# How to complete this task
The expected answer is the set of lines in the data below between the line holding "Would you be able to point at the orange" and the line holding "Would you be able to point at the white industrial", inclusive, written out exactly.

# The input
━━━━━━

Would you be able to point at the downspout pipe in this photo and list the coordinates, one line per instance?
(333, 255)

━━━━━━

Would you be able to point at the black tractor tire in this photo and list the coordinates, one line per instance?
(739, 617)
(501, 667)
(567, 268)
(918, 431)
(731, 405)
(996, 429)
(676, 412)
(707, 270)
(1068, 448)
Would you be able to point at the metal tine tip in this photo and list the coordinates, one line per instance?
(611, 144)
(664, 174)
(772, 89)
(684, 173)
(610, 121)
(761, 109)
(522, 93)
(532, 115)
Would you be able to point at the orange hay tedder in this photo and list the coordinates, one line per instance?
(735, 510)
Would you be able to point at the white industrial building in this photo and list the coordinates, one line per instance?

━━━━━━

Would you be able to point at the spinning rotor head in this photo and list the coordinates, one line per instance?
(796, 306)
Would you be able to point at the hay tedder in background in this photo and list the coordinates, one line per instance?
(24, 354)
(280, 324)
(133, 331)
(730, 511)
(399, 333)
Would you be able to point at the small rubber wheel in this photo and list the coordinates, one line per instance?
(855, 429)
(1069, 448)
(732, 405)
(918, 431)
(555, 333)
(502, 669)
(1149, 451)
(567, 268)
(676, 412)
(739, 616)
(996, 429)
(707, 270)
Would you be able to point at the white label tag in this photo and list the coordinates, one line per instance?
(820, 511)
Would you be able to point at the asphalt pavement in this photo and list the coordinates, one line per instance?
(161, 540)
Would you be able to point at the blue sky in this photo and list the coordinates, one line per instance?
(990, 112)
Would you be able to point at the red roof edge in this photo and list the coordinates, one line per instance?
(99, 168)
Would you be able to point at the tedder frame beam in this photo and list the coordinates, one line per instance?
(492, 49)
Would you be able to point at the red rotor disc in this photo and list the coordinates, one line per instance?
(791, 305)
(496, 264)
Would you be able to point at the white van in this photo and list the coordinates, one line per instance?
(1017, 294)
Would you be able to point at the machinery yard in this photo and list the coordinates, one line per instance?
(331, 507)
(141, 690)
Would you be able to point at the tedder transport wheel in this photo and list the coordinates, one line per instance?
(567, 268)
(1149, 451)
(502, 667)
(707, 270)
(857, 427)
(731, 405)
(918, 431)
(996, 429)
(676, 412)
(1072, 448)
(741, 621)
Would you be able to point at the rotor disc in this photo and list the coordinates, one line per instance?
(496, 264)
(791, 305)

━━━━━━

# Output for this task
Would you be able to point at the orange hay tedder in this photo and list the coordinates, one line per instance?
(735, 510)
Would you be able to point at the white industrial building in this photo and list the coordinates, one line per instance?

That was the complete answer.